[Point-per-instance localization data]
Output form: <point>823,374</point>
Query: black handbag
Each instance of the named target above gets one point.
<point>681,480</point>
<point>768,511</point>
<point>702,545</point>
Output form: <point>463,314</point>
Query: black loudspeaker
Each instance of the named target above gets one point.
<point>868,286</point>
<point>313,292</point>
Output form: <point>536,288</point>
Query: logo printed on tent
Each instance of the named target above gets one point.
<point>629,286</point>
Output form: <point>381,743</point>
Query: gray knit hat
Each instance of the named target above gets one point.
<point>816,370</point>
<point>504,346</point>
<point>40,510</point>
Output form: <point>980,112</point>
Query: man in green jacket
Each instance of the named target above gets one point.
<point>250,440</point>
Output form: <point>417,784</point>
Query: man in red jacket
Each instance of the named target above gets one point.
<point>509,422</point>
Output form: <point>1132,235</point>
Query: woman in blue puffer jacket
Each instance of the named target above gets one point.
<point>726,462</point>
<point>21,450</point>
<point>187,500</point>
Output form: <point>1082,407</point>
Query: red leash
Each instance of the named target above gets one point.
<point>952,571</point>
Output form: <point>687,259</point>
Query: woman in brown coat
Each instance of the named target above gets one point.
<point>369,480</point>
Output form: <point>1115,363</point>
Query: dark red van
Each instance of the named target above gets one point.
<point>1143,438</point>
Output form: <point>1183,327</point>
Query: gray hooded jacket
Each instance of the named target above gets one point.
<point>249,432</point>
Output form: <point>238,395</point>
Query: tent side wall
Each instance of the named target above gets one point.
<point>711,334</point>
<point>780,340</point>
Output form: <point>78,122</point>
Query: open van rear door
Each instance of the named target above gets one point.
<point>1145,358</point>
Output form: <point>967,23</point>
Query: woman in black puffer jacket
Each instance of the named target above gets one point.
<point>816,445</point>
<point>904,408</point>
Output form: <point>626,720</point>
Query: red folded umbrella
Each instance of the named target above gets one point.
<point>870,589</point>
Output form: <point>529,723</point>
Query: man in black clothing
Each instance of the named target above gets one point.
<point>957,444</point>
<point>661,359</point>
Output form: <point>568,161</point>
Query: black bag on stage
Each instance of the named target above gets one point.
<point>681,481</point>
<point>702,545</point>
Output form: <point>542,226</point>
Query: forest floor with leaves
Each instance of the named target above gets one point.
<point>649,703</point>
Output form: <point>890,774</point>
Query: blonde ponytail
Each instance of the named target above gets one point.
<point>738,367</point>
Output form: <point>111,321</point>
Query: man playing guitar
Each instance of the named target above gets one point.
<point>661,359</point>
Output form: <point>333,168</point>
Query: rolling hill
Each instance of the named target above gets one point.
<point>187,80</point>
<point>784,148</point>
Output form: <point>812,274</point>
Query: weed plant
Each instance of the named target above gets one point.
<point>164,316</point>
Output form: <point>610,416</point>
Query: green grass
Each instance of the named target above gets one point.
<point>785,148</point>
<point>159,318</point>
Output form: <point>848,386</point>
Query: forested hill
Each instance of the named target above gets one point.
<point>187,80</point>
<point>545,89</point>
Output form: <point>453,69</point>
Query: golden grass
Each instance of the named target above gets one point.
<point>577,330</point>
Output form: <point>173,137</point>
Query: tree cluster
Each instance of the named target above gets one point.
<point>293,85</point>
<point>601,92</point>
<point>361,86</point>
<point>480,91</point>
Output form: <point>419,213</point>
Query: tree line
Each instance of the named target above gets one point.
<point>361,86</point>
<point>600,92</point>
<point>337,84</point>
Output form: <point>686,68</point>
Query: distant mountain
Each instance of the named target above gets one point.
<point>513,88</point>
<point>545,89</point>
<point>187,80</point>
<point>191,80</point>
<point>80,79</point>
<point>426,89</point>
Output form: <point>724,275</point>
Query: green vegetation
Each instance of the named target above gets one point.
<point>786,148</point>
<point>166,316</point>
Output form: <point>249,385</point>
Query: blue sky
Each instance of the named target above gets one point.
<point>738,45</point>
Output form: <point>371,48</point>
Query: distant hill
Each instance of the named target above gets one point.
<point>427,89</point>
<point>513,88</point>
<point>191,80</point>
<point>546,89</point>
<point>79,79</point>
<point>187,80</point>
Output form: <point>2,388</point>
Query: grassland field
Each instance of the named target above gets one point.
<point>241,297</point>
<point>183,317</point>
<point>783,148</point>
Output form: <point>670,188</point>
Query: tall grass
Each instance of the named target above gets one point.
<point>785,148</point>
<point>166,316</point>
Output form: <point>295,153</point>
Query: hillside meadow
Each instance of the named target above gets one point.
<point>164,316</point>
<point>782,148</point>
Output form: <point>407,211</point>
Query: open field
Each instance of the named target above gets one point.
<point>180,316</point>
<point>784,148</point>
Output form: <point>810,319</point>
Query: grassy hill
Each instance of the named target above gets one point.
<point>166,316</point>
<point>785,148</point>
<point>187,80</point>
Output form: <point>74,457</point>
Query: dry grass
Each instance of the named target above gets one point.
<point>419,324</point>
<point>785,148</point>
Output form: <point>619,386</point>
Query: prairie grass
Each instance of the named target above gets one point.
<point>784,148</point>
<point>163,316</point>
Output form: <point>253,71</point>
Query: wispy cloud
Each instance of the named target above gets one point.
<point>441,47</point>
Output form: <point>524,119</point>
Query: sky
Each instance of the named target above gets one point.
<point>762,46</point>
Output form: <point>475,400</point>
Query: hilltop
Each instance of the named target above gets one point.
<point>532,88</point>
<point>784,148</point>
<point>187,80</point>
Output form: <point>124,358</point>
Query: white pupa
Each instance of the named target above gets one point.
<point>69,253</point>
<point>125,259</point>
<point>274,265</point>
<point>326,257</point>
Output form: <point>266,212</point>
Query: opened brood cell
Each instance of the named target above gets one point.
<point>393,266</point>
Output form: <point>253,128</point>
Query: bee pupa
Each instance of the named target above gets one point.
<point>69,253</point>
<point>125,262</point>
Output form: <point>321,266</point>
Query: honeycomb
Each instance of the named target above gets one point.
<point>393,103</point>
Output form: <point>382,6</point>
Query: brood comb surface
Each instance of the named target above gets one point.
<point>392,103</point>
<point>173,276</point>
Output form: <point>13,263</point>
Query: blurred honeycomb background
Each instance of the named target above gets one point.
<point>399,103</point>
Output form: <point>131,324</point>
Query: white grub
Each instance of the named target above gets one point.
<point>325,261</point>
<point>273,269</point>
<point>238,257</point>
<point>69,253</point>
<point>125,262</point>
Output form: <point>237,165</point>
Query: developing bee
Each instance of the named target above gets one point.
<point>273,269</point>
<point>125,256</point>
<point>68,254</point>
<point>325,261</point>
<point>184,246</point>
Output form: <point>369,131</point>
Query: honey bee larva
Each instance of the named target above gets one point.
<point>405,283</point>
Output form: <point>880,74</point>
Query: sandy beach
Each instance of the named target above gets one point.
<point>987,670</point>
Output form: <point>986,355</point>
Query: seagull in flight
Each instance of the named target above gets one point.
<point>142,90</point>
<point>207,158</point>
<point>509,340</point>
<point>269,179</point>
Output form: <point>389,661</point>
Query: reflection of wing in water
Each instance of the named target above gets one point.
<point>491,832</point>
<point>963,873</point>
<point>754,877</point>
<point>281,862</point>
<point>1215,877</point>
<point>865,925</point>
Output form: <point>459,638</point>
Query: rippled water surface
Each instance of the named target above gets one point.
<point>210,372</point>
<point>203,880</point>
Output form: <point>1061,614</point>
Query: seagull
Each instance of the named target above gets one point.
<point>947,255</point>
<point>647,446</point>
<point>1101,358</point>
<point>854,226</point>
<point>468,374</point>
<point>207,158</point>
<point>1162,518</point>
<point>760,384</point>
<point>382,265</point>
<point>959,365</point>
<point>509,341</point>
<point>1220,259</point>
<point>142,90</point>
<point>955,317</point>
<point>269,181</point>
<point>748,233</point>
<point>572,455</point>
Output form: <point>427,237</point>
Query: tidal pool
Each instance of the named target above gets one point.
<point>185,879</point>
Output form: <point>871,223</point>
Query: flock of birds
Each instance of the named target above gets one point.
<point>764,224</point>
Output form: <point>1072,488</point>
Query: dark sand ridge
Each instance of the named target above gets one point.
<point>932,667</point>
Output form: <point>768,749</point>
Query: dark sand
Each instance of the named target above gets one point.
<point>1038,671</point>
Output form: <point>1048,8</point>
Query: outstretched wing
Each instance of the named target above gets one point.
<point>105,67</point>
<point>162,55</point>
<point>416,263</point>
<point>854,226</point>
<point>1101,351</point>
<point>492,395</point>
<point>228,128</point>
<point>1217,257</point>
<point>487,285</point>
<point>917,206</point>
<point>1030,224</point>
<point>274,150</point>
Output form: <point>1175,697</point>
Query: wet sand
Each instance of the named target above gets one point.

What the task requires: Looking at the entries, how many lines contain the string "distant"? The answer is that number alone.

Result of this exercise: 2